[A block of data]
————
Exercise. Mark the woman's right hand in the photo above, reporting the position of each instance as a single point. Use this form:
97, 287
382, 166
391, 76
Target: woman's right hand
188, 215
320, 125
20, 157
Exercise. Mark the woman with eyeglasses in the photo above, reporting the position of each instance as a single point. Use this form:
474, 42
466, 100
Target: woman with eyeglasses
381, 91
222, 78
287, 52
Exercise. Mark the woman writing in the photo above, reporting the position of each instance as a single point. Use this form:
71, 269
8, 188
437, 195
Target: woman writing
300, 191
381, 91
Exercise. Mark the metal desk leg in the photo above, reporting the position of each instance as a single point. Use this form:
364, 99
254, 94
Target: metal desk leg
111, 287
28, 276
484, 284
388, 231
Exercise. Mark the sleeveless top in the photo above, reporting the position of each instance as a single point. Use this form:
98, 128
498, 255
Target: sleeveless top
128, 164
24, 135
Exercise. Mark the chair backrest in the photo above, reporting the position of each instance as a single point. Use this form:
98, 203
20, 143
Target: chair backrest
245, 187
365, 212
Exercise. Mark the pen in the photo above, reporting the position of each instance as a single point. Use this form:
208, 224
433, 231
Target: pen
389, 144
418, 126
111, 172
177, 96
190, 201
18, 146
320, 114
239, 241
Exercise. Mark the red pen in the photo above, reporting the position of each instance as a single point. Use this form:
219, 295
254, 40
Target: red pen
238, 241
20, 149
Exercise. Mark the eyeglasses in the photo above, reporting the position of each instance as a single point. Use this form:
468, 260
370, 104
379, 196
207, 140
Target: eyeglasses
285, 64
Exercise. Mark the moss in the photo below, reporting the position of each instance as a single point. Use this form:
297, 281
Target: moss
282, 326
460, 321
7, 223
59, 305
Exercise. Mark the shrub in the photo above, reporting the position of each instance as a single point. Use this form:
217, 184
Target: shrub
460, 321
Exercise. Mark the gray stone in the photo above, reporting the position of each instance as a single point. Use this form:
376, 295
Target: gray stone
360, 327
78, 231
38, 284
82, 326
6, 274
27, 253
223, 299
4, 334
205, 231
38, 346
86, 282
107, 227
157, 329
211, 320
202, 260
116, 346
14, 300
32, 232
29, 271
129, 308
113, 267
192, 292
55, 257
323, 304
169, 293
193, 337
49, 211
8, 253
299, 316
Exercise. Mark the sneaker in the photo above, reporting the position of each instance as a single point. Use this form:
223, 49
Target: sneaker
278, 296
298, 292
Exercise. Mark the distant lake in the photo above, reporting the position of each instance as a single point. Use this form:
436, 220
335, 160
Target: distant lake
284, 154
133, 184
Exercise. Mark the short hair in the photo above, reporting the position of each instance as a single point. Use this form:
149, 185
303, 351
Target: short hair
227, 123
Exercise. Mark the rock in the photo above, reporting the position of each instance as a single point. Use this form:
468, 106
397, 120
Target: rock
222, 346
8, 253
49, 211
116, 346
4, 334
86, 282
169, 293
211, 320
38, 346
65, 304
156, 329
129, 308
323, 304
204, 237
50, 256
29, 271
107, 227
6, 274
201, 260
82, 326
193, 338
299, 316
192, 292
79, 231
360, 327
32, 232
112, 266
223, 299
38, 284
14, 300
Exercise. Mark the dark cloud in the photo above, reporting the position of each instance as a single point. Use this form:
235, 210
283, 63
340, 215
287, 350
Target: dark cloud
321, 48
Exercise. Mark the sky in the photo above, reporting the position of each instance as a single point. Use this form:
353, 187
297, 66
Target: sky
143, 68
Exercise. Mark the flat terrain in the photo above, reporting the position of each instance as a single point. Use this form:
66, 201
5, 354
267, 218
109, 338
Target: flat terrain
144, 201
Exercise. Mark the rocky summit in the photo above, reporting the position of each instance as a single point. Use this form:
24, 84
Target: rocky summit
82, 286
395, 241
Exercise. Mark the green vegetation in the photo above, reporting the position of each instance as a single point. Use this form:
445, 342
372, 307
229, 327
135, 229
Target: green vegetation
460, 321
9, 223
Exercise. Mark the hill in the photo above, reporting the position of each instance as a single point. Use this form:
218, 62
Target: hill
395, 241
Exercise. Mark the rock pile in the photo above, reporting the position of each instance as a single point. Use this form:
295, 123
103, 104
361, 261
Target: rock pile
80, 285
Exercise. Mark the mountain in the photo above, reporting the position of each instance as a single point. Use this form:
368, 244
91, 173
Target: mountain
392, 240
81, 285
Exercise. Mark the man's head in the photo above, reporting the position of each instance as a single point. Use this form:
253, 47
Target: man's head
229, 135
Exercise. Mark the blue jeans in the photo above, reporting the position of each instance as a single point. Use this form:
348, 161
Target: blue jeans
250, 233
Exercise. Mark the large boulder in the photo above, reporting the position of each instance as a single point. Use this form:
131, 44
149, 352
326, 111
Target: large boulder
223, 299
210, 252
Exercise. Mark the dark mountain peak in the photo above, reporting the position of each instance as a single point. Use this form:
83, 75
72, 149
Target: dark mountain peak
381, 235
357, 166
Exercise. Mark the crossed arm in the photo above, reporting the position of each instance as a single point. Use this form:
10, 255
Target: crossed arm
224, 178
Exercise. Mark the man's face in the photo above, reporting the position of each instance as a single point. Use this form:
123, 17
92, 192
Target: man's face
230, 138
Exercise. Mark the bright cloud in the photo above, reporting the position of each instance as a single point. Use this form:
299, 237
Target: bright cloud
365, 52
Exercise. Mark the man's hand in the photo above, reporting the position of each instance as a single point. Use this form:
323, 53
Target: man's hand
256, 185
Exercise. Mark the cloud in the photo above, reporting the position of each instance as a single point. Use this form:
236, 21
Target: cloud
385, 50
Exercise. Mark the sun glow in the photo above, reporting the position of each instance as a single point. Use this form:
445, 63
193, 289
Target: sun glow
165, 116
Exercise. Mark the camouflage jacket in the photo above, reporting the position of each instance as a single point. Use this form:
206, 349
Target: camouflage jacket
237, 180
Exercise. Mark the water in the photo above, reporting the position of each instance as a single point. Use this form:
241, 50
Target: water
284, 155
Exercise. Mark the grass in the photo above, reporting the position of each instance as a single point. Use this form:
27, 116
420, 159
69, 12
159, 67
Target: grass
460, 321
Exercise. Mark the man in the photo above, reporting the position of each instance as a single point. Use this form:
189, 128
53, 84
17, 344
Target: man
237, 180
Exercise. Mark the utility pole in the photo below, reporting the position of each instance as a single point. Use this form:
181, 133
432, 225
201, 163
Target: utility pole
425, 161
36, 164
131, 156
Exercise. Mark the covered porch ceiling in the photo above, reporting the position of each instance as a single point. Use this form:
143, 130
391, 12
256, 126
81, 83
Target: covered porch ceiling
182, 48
————
TASK
Starting from the line containing "Exercise. Mark the sun" and ending with the final line of the data, reproduce each line exactly as it appears, including no other lines.

RESULT
Exercise. Mark the sun glow in the photo above, reporting the position of each instance as a single point. Use this form:
445, 63
193, 289
Target: sun glow
165, 116
Exercise. Mark the camouflage jacket in the photo above, reporting the position of each instance as a single point. Use this form:
206, 349
Target: camouflage jacket
237, 180
Exercise. Mark the water in the photo above, reporting the position of each instance as a single point. Use this form:
241, 50
Target: water
284, 155
Exercise. Mark the grass in the photo above, reporting the position of each instance as a single point. Use this form:
27, 116
420, 159
69, 12
159, 67
Target: grass
460, 321
Exercise. Mark the man in the photo above, reporting the position of each instance as a single point. Use this form:
189, 128
53, 84
17, 344
Target: man
237, 180
Exercise. Mark the utility pole in the photo below, reporting the position of each instance as a single point. Use this form:
181, 133
432, 225
201, 163
Target: utility pole
425, 161
36, 164
131, 156
Exercise. Mark the covered porch ceiling in the photo above, reporting the position of each instance as a single point. Use this form:
143, 130
391, 12
256, 126
81, 83
Target: covered porch ceiling
182, 48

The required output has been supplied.